=== SET TASK ===
Locate the line that contains "For every instance of the rock formation" in the entries below. Retype it and all following lines through the final one, character for character.

* START DATA SUPPLIED *

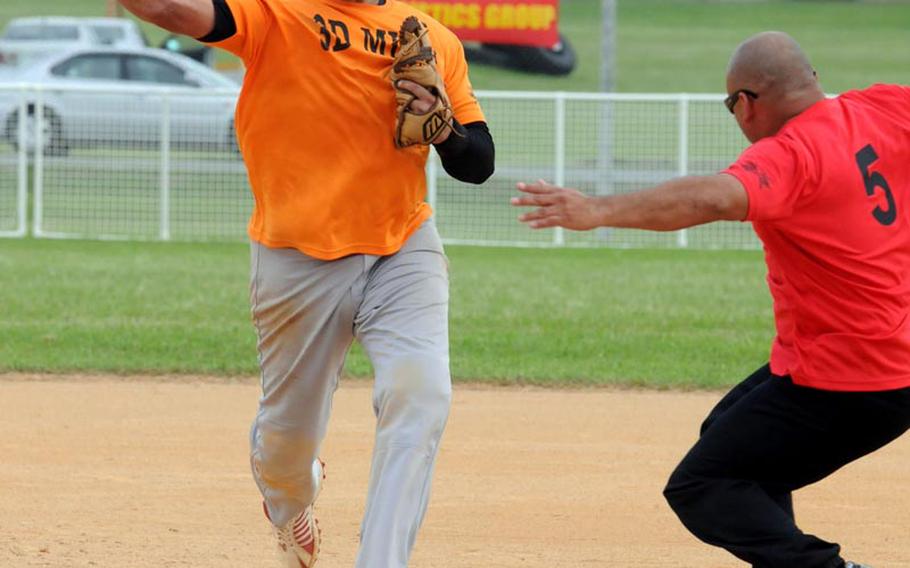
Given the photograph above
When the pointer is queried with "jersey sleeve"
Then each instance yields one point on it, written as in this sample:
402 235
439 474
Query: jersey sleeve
252 19
458 85
774 174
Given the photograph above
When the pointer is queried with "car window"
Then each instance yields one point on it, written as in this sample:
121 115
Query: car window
41 32
109 35
152 70
101 66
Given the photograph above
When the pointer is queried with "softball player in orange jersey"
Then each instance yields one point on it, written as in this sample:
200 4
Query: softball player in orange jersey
343 246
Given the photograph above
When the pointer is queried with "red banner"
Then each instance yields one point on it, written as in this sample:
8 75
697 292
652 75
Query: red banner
520 22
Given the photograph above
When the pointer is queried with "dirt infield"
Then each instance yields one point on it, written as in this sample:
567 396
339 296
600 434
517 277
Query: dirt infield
114 472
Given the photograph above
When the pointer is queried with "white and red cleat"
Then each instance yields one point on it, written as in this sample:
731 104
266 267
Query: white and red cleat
298 541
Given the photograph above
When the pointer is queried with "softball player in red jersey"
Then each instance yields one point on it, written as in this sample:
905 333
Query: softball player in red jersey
826 185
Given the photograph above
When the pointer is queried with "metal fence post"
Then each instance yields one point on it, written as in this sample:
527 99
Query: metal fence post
22 168
165 171
39 161
682 236
559 163
432 174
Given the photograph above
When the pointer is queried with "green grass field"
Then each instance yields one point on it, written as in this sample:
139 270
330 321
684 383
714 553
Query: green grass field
677 45
591 317
657 318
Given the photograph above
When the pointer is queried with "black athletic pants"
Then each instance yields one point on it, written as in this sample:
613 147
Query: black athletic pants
764 439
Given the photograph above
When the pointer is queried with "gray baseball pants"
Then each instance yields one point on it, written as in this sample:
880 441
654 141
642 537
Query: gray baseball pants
307 313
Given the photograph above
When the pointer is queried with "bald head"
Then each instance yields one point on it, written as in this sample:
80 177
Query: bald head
773 64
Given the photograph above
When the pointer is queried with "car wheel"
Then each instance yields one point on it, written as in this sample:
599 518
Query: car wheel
52 141
557 60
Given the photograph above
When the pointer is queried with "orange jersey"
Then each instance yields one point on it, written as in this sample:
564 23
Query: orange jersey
316 119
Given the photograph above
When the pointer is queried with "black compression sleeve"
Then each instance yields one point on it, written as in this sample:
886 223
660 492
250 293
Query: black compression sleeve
225 26
468 158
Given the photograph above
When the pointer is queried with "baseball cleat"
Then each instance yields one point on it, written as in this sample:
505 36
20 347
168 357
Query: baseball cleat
299 540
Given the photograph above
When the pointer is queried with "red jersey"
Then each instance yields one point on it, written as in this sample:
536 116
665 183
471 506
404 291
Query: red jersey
829 196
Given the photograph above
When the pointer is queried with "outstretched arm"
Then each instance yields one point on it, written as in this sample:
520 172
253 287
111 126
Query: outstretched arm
194 18
675 204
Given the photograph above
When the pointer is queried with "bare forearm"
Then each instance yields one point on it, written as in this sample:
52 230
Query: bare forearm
675 204
194 18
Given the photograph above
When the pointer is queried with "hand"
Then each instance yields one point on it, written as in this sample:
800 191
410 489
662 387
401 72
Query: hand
556 207
423 102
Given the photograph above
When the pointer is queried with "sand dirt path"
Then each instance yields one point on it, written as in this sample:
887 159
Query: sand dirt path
139 472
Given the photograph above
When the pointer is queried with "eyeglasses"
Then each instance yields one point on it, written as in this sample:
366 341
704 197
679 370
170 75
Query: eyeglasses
733 98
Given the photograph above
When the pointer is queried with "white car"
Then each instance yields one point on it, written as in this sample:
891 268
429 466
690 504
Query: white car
98 96
25 40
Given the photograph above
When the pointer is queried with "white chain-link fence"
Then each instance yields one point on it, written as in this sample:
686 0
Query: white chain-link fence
163 164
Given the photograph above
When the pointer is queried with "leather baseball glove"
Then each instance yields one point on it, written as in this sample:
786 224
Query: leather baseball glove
415 61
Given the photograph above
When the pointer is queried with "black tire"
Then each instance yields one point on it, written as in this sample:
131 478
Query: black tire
53 138
557 60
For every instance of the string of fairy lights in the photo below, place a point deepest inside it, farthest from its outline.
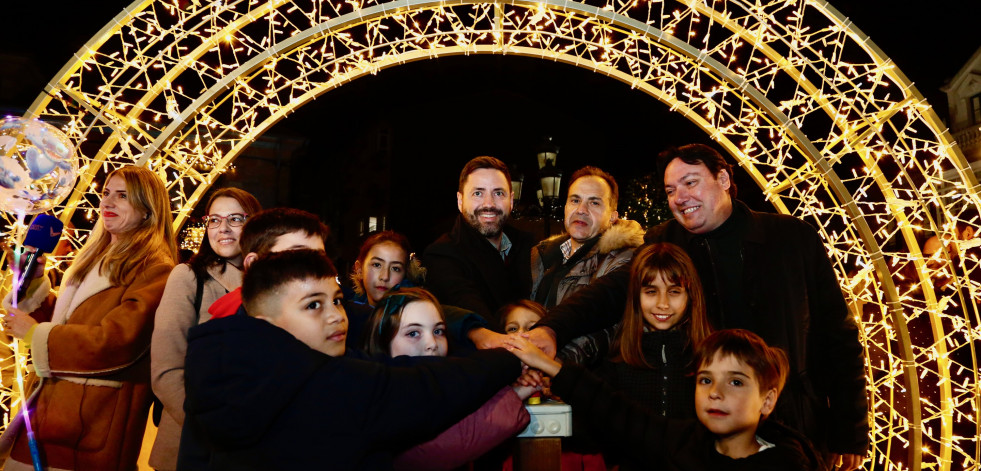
(810, 108)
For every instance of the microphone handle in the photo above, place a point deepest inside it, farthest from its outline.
(26, 276)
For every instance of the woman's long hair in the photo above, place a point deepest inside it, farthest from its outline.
(674, 265)
(206, 256)
(387, 318)
(152, 239)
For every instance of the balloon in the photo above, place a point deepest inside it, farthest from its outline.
(38, 166)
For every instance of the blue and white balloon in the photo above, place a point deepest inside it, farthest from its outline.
(38, 165)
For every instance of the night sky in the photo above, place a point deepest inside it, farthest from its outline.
(452, 108)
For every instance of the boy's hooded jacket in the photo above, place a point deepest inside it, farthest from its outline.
(642, 438)
(257, 398)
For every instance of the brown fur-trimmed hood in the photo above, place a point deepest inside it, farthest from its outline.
(623, 234)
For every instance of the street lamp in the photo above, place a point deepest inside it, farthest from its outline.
(517, 182)
(550, 177)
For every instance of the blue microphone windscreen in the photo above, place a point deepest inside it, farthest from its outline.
(44, 233)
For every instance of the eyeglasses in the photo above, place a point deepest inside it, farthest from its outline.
(234, 220)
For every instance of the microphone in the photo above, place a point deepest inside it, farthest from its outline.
(42, 237)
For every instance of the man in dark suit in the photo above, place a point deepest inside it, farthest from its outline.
(482, 264)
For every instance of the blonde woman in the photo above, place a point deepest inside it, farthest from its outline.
(90, 347)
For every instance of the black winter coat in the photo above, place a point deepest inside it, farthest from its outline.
(792, 289)
(668, 388)
(648, 441)
(465, 270)
(259, 399)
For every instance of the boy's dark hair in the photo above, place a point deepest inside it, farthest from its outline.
(261, 231)
(611, 182)
(769, 363)
(484, 161)
(387, 318)
(695, 154)
(206, 256)
(276, 269)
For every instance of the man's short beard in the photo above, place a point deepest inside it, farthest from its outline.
(488, 231)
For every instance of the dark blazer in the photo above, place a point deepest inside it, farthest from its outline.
(258, 398)
(791, 288)
(466, 271)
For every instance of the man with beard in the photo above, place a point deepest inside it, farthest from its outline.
(481, 264)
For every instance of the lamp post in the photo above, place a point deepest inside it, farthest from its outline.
(550, 177)
(517, 183)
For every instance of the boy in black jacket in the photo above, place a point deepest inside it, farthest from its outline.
(272, 388)
(738, 381)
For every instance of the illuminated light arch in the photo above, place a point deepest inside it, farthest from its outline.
(806, 104)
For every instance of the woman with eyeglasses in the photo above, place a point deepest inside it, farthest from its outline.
(211, 273)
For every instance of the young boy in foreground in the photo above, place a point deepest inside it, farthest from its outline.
(271, 388)
(738, 381)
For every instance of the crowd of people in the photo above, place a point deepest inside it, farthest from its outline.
(718, 340)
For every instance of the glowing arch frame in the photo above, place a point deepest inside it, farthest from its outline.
(813, 111)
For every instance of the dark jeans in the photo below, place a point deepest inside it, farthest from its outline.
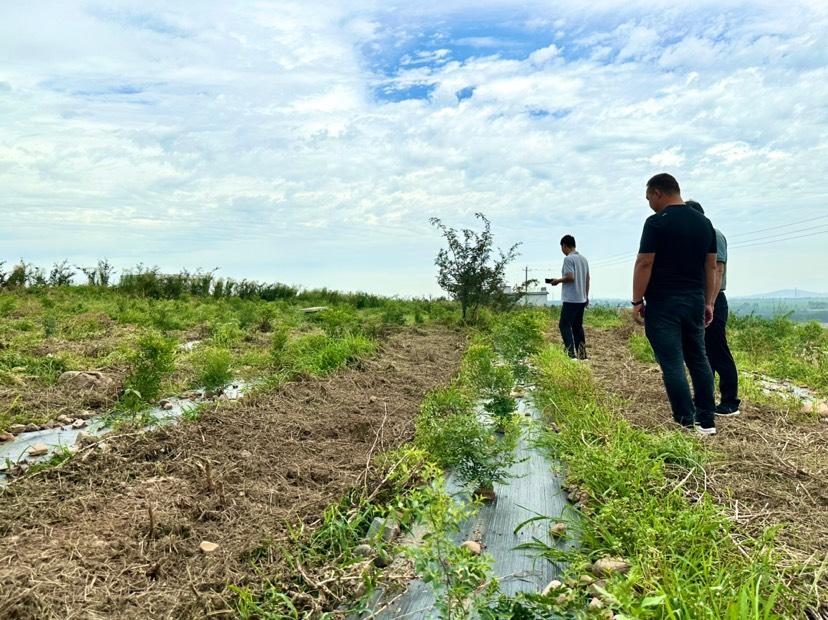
(674, 324)
(718, 353)
(572, 329)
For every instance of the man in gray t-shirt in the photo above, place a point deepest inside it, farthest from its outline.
(575, 298)
(715, 335)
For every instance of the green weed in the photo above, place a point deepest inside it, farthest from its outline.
(641, 349)
(152, 361)
(212, 368)
(645, 503)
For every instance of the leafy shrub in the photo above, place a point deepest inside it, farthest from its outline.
(337, 321)
(641, 349)
(152, 361)
(449, 429)
(318, 354)
(212, 366)
(226, 334)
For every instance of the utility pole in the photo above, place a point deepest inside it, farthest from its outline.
(526, 286)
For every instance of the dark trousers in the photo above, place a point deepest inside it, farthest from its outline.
(718, 353)
(572, 328)
(674, 324)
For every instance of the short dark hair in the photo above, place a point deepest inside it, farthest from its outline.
(568, 241)
(664, 182)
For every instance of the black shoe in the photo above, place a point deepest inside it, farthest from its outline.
(685, 424)
(727, 410)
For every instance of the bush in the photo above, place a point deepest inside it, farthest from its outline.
(212, 366)
(449, 429)
(318, 354)
(152, 361)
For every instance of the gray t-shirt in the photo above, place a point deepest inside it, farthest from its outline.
(575, 291)
(721, 255)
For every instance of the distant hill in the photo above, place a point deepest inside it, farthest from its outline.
(788, 293)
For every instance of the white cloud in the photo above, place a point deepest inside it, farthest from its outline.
(251, 135)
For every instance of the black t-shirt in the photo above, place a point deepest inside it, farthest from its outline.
(681, 238)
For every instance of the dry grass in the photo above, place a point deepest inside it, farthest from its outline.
(771, 467)
(116, 533)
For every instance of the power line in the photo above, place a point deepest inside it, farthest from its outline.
(752, 237)
(749, 245)
(811, 219)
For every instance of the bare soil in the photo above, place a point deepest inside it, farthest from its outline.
(116, 532)
(771, 467)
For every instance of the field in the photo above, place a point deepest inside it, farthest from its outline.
(355, 413)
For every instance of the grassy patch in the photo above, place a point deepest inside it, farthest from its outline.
(602, 317)
(645, 501)
(641, 349)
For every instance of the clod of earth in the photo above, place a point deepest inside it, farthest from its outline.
(85, 439)
(609, 566)
(473, 547)
(552, 586)
(85, 380)
(485, 494)
(39, 449)
(208, 547)
(363, 550)
(386, 529)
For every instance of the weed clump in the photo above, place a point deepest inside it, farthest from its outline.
(152, 361)
(212, 367)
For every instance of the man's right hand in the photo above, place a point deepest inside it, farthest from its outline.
(638, 314)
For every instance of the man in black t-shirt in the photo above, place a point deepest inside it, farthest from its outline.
(674, 277)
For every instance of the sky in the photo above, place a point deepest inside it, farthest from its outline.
(310, 142)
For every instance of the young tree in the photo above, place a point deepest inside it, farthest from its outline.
(468, 271)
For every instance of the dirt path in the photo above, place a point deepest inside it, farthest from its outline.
(80, 542)
(771, 471)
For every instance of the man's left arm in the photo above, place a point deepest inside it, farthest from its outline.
(710, 288)
(641, 279)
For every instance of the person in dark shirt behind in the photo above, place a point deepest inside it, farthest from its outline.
(674, 277)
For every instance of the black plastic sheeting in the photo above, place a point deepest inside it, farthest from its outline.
(533, 490)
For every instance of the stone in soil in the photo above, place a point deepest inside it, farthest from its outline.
(552, 586)
(473, 546)
(385, 529)
(208, 547)
(85, 380)
(609, 566)
(39, 449)
(363, 550)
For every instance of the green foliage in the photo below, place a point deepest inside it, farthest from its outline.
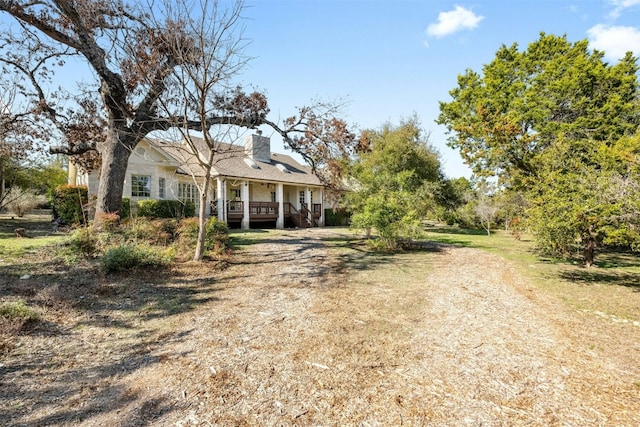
(395, 183)
(587, 197)
(17, 310)
(68, 202)
(25, 185)
(125, 210)
(216, 233)
(125, 257)
(154, 231)
(166, 208)
(82, 243)
(558, 126)
(504, 119)
(336, 217)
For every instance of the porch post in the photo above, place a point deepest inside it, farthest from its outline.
(321, 220)
(244, 196)
(222, 193)
(280, 199)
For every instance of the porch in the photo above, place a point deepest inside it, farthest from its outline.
(268, 212)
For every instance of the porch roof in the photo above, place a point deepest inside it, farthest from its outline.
(231, 161)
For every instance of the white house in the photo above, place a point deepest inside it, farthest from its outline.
(252, 187)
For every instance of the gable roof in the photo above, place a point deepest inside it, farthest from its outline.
(231, 161)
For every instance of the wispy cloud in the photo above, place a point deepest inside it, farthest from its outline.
(453, 21)
(615, 41)
(621, 5)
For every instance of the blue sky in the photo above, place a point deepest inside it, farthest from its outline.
(390, 59)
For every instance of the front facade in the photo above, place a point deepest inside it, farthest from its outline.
(250, 186)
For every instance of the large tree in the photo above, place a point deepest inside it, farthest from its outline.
(127, 55)
(502, 119)
(548, 122)
(394, 182)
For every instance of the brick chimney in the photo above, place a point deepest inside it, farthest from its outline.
(258, 147)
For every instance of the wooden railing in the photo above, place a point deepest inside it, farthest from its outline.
(268, 211)
(263, 210)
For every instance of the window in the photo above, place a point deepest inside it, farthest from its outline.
(161, 188)
(140, 186)
(187, 192)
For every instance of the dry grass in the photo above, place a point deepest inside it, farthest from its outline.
(310, 328)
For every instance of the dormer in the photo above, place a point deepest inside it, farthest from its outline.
(258, 147)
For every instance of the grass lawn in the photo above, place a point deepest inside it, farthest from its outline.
(39, 231)
(610, 288)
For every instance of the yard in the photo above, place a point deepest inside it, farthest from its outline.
(308, 327)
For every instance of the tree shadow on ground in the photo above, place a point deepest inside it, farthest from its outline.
(591, 276)
(93, 330)
(79, 393)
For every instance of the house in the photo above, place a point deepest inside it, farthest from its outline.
(251, 186)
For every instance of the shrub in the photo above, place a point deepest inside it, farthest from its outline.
(158, 231)
(17, 310)
(125, 210)
(128, 256)
(217, 232)
(166, 208)
(22, 202)
(81, 243)
(15, 318)
(68, 203)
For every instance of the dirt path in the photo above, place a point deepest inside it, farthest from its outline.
(293, 335)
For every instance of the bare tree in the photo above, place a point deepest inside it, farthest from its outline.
(135, 53)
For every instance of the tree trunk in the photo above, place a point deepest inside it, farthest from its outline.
(115, 152)
(589, 250)
(202, 218)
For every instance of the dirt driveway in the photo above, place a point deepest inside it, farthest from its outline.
(297, 333)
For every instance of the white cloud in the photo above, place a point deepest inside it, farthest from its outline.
(615, 41)
(621, 5)
(454, 21)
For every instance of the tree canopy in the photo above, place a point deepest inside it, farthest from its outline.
(395, 182)
(134, 56)
(558, 125)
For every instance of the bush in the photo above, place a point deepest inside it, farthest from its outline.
(125, 210)
(166, 208)
(15, 318)
(153, 231)
(82, 242)
(22, 202)
(336, 217)
(68, 203)
(17, 310)
(109, 222)
(128, 256)
(217, 232)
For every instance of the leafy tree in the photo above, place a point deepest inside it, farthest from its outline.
(503, 119)
(394, 182)
(134, 56)
(588, 198)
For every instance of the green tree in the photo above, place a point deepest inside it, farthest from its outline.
(555, 123)
(394, 182)
(133, 57)
(587, 198)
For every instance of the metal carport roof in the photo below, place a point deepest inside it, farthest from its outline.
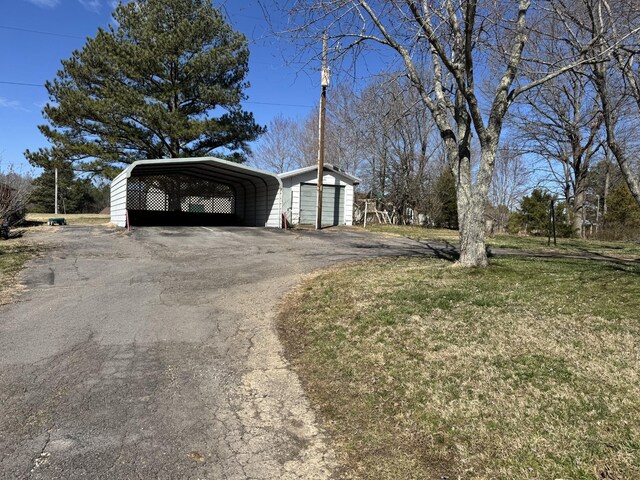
(260, 187)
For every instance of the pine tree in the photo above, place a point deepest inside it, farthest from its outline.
(166, 81)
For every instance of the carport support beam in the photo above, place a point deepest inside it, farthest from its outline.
(323, 104)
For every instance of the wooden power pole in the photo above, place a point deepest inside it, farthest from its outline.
(324, 81)
(55, 193)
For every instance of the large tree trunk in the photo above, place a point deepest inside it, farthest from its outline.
(578, 211)
(473, 252)
(472, 200)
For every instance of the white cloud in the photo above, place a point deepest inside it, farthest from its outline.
(45, 3)
(93, 5)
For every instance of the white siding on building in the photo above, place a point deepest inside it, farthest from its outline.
(309, 176)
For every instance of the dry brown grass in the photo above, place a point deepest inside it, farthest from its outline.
(13, 255)
(529, 369)
(71, 219)
(573, 246)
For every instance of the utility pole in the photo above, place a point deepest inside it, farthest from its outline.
(324, 81)
(56, 192)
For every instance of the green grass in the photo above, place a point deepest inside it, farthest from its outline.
(529, 369)
(13, 255)
(627, 250)
(71, 219)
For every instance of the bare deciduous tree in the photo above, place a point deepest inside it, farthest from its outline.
(449, 39)
(15, 189)
(608, 31)
(279, 148)
(560, 123)
(510, 182)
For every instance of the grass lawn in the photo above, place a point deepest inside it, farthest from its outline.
(71, 219)
(529, 369)
(13, 255)
(627, 250)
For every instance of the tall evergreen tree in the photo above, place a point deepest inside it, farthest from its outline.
(166, 81)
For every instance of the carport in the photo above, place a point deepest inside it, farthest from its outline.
(195, 191)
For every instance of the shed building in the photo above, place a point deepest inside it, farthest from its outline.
(299, 194)
(195, 191)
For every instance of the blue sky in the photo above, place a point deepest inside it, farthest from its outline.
(29, 57)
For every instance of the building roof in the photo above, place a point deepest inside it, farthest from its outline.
(327, 168)
(208, 168)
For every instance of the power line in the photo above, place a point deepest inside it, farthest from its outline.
(22, 84)
(25, 84)
(40, 32)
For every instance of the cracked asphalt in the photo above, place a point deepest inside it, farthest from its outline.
(154, 354)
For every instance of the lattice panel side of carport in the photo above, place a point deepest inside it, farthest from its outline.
(179, 193)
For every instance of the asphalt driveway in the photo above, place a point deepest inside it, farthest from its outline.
(154, 355)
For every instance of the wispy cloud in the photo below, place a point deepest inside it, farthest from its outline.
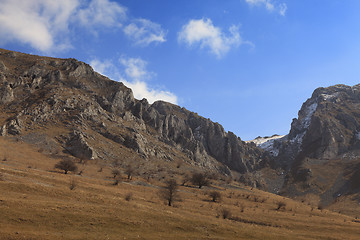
(270, 5)
(44, 24)
(102, 13)
(134, 74)
(144, 32)
(203, 33)
(38, 23)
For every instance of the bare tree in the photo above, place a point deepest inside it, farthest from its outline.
(215, 195)
(170, 191)
(115, 172)
(66, 165)
(200, 179)
(129, 171)
(73, 184)
(281, 205)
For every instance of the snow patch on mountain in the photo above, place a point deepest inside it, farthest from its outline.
(268, 143)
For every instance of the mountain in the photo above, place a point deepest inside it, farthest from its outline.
(320, 155)
(67, 109)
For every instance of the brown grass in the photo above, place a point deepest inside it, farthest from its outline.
(37, 203)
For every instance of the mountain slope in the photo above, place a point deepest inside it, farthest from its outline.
(321, 152)
(66, 108)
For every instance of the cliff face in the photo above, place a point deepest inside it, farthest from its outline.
(320, 155)
(327, 127)
(63, 101)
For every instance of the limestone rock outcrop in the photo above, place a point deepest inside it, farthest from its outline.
(66, 94)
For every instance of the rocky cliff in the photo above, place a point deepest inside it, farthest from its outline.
(63, 104)
(321, 152)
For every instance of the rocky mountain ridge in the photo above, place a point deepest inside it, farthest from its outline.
(320, 155)
(65, 105)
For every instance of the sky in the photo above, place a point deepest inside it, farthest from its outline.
(247, 64)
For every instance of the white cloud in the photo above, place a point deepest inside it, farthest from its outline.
(135, 77)
(202, 32)
(44, 24)
(269, 5)
(144, 32)
(36, 22)
(102, 13)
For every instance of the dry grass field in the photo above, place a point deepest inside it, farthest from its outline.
(36, 202)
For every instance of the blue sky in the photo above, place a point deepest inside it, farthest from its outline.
(247, 64)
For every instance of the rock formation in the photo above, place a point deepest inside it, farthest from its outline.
(91, 113)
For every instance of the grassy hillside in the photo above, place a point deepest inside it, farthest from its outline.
(36, 202)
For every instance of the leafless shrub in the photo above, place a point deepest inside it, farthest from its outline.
(116, 182)
(225, 213)
(128, 196)
(200, 179)
(66, 165)
(320, 207)
(215, 196)
(179, 164)
(129, 171)
(281, 205)
(169, 192)
(73, 184)
(242, 208)
(115, 172)
(186, 179)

* END DATA SUPPLIED *

=== RESPONSE BELOW ===
For every instance of the rock formation in the photo above, place a point deepest inside it, farthest from its outline.
(91, 113)
For every instance of the grassy hillside in the photo above, place a point deepest inside it, farthest from its outline.
(36, 202)
For every instance of the leafless shrub in the photo above, place a point deepest inside it, farthest from its outline.
(116, 182)
(225, 213)
(128, 196)
(200, 179)
(66, 165)
(320, 207)
(215, 196)
(179, 164)
(129, 171)
(281, 205)
(169, 192)
(73, 184)
(242, 208)
(115, 172)
(186, 179)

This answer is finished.